Exact copy, no pictures: output each line below as it stands.

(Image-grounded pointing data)
++++++++++
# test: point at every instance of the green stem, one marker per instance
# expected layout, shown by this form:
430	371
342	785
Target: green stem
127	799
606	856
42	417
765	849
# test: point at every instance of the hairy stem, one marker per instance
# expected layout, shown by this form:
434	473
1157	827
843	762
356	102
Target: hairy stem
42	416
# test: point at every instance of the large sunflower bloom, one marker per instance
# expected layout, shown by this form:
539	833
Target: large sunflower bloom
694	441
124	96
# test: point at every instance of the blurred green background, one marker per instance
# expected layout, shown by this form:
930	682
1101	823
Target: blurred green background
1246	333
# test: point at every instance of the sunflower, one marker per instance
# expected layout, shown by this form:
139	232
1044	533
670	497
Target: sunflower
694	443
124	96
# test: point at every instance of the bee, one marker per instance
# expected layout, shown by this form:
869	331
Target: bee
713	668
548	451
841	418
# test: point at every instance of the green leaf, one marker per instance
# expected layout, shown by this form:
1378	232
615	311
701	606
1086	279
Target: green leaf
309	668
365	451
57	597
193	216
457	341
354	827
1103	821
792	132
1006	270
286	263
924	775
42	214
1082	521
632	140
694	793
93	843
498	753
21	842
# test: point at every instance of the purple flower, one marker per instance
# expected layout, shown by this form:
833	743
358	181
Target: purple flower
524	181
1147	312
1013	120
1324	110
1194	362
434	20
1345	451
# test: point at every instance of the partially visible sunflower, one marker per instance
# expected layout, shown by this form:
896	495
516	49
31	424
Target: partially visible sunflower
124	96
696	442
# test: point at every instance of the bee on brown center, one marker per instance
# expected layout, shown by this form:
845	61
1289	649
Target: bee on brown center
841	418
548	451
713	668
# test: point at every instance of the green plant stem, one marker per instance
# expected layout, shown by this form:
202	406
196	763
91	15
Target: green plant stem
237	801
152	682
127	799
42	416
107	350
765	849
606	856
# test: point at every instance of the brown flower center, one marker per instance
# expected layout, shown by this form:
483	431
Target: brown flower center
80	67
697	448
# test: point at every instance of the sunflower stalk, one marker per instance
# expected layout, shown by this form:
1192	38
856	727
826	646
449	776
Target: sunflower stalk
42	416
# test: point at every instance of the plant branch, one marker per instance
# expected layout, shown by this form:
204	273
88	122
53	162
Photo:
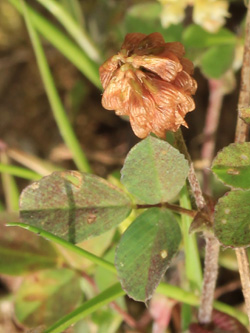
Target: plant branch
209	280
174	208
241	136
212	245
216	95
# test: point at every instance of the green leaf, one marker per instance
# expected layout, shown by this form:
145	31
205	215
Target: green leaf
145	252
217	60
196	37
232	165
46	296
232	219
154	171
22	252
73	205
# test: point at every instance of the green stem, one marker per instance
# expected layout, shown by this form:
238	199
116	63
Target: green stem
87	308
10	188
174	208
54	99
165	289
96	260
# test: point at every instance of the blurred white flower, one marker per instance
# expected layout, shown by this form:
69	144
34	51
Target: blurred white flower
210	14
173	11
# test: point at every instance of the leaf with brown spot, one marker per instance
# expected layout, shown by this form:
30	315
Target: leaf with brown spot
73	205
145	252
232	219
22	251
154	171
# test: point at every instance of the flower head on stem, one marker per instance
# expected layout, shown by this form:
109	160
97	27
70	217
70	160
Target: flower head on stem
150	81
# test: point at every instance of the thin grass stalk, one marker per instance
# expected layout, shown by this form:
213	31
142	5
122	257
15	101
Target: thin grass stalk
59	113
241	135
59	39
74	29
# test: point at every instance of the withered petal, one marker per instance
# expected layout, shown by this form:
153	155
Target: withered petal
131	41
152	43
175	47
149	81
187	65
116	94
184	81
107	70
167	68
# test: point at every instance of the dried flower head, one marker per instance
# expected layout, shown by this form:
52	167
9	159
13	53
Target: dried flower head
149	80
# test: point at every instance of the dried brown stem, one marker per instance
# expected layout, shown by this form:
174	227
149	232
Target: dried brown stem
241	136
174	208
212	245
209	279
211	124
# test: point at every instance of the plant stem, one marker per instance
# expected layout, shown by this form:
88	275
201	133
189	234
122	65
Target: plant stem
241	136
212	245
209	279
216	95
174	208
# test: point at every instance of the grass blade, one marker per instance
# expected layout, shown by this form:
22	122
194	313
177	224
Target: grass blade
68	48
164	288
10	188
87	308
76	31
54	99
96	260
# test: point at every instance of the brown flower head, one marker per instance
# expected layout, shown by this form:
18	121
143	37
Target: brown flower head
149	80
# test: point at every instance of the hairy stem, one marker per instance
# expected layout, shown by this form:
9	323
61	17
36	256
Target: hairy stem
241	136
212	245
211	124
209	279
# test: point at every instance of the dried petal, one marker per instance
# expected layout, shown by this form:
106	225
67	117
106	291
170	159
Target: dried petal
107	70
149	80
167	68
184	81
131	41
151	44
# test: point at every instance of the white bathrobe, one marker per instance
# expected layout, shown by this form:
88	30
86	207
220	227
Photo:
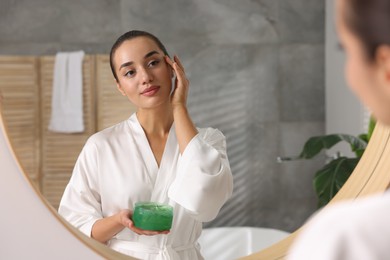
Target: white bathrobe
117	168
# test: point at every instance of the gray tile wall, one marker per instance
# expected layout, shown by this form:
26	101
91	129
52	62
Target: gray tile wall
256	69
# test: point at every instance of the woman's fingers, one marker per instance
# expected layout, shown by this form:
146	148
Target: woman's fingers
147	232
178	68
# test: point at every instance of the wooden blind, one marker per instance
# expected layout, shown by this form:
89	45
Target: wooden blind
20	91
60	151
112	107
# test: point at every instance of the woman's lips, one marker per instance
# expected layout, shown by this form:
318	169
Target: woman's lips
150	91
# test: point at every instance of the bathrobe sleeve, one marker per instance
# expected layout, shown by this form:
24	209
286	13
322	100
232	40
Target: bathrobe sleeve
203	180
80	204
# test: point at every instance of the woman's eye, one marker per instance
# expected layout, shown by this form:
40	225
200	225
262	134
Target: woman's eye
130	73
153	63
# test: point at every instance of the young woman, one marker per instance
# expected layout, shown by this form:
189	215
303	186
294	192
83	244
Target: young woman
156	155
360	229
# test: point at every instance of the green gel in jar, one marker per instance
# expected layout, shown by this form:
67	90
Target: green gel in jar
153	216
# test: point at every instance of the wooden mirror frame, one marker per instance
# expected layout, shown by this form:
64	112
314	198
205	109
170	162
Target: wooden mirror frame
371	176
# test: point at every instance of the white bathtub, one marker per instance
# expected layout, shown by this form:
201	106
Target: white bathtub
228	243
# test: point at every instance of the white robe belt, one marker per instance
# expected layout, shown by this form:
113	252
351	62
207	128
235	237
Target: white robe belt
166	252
++++++++++
■ ANSWER TO THIS PROBLEM ■
# test: point at every instance of the green stem, one marker per instance
# expected layout, shown by this form:
430	371
342	785
Target: green stem
127	799
606	856
42	417
765	849
# test: point at every instance of the hairy stem, one marker per instance
# expected layout, shown by this form:
434	473
1157	827
843	762
356	102
Target: hairy stem
42	416
# test: point at every instance of the large sunflower bloom, one marker per instance
# expected layout, shown by this form:
539	833
Target: large sunflower bloom
694	441
124	96
# test: point at every instance of the blurred green background, one marker per instance
# expected layout, shown by this form:
930	682
1101	823
Target: blurred green background
1246	333
# test: point at every instance of the sunflower, one marker per instance
# expected layout, shown by this form:
139	232
1044	533
670	497
Target: sunflower
694	443
124	96
# test: point at every instance of the bee, one marker per instance
# expected layout, shown by this form:
869	331
Target: bee
713	668
548	451
841	418
# test: point at every instance of the green leaf, one marker per instance
# expected layout, shown by this form:
1378	232
615	311
701	606
1086	279
Target: green leaf
309	668
365	451
57	597
193	216
457	341
354	827
1103	821
792	132
1006	270
286	263
924	775
42	214
1082	521
632	140
694	793
93	843
498	753
21	842
# test: point at every instance of the purple flower, one marker per instance
# expected layout, shown by this form:
833	743
358	181
Target: purple flower
524	181
1147	312
1013	120
1324	110
1194	362
434	20
1345	451
# test: point at every instance of the partially visible sunflower, one marker per instance
# expected layout, shown by this form:
896	495
516	49
31	424
Target: partially visible sunflower
124	96
696	442
# test: point at every instance of the bee on brown center, one marker per instance
# expected layout, shown by this form:
845	61
1289	649
Target: bee on brown center
841	418
548	451
713	668
# test: point at every instance of the green plant stem, one marker per instance
# expected layout, shown by this form:
202	406
196	763
91	15
Target: green plant stem
237	801
152	682
127	799
42	416
107	350
765	849
606	856
# test: point at every instance of the brown flower center, one marker per instance
# expected layout, shown by this form:
483	431
Target: brown flower center
80	67
697	448
# test: point at every instance of the sunflower stalk, one marker per instance
# expected layout, shown by this form:
1192	38
856	727
826	646
449	776
Target: sunflower stalk
42	416
# test: point at every instance of the plant branch, one marker per instance
# expected layout, shown by this form:
204	273
88	122
53	162
Photo:
Target: plant branch
209	280
174	208
241	136
212	245
216	95
# test: point at every instance of the green leaf, one marker per instance
# expected layout, shown by this form:
145	31
205	215
Target: green leaf
145	252
217	60
196	37
232	165
46	296
232	219
154	171
22	252
73	205
# test: point at every instance of the green stem, one marker per instance
# expected layout, shown by this form:
238	199
116	63
Target: green stem
87	308
10	188
174	208
54	99
165	289
96	260
# test: point at every instance of the blurred white flower, one marker per instance
# expected layout, shown by this form:
69	144
34	51
Target: blurred white flower
210	14
173	11
# test: point at every instance of the leaf with brown spot, one marker per instance
# expected layout, shown by this form:
30	315
Target: leaf with brown spot
73	205
145	252
232	219
22	251
154	171
# test: point at every instance of the flower head on stem, one marker per instance
# expected layout, shown by this form:
109	160
97	27
70	217
70	160
Target: flower head on stem
150	81
# test: point at every instance of the thin grass stalk, one marker per instance
# expected layout, shown by this form:
213	31
142	5
122	257
15	101
Target: thin grass stalk
59	113
241	135
59	39
74	29
# test: point at every instance of the withered petal, one marker per instance
# expected layout, shown by this form:
153	155
Target: withered petal
131	41
152	43
175	47
149	81
187	65
116	94
184	81
107	70
167	68
# test: point at every instance of the dried flower head, one marker per instance
# expected layout, shown by this form:
52	167
9	159
13	53
Target: dried flower head
149	80
# test: point at every instance of the dried brown stem, one marker per instance
# expected layout, shown by this form:
174	227
149	232
Target: dried brown stem
241	136
174	208
212	245
209	279
211	124
# test: point at every instance of the plant stem, one marker per instance
# expected layout, shown by this form:
88	275
201	133
189	234
122	65
Target: plant stem
241	136
212	245
209	279
216	95
174	208
# test: point at every instance of the grass blade, one marker per instance
# expected layout, shown by this form:
22	122
194	313
177	224
Target: grass blade
68	48
164	288
10	188
87	308
76	31
54	99
96	260
# test: point at every instance of the brown flower head, one marker per instance
# expected layout, shown by this form:
18	121
143	37
Target: brown flower head
149	80
# test: point at every instance of the hairy stem, one marker per instance
# expected layout, shown by this form:
9	323
61	17
36	256
Target: hairy stem
241	136
212	245
211	124
209	279
# test: point at every instance of the dried petal, one marker per instance
# expected layout, shown by this form:
106	225
67	117
106	291
170	159
Target: dried petal
107	70
149	80
167	68
184	81
131	41
151	44
# test: point at every instance of the white bathrobe, one marker per instance
# expected layout, shown by this form:
88	30
86	207
220	227
Photo:
Target: white bathrobe
117	168
# test: point at every instance of the gray tile wall, one marker per instance
# expected layout, shown by this form:
26	101
91	129
52	62
Target: gray tile wall
256	69
# test: point at every instance of the woman's fingers, one marker per instance
# expected layout, shown by this form:
146	148
Target: woman's fingers
147	232
178	68
# test: point at every instance of the wooden blind, one marker per instance
# expected layout, shown by this form:
89	45
Target: wooden blind
20	91
60	151
112	107
# test: point at every instance of the woman's lips, one marker per instance
# expected layout, shown by this form:
318	169
Target: woman's lips
150	91
# test: point at every instance of the bathrobe sleeve, one marker per instance
# expected layout, shown by this form:
24	209
286	13
322	100
232	40
Target: bathrobe sleeve
203	180
80	204
# test: point at every instance of the woman's eye, one marker per instance
# expected layout, shown by this form:
40	225
200	225
262	134
Target: woman's eye
130	73
153	63
# test: point at every instance of the young woman, one marker per instance
# expected layout, shown by this form:
189	215
303	186
294	192
83	244
Target: young woman
156	155
360	229
# test: point at every instance of the green gel in jar, one marker per instance
# expected layout, shown by this form:
67	90
Target: green gel in jar
153	216
# test: point at every instance of the wooden mirror frame, one marker per instance
# expected layout, shown by this form:
64	112
314	198
205	109
170	162
Target: wooden mirror frame
371	176
# test: point at every instance of the white bathtub, one marker per instance
# expected layout, shown by this form:
201	106
Target: white bathtub
228	243
# test: point at every instance of the white robe belt, one marker per instance
# expected layout, shown by this form:
113	252
351	62
207	128
235	237
Target: white robe belt
166	252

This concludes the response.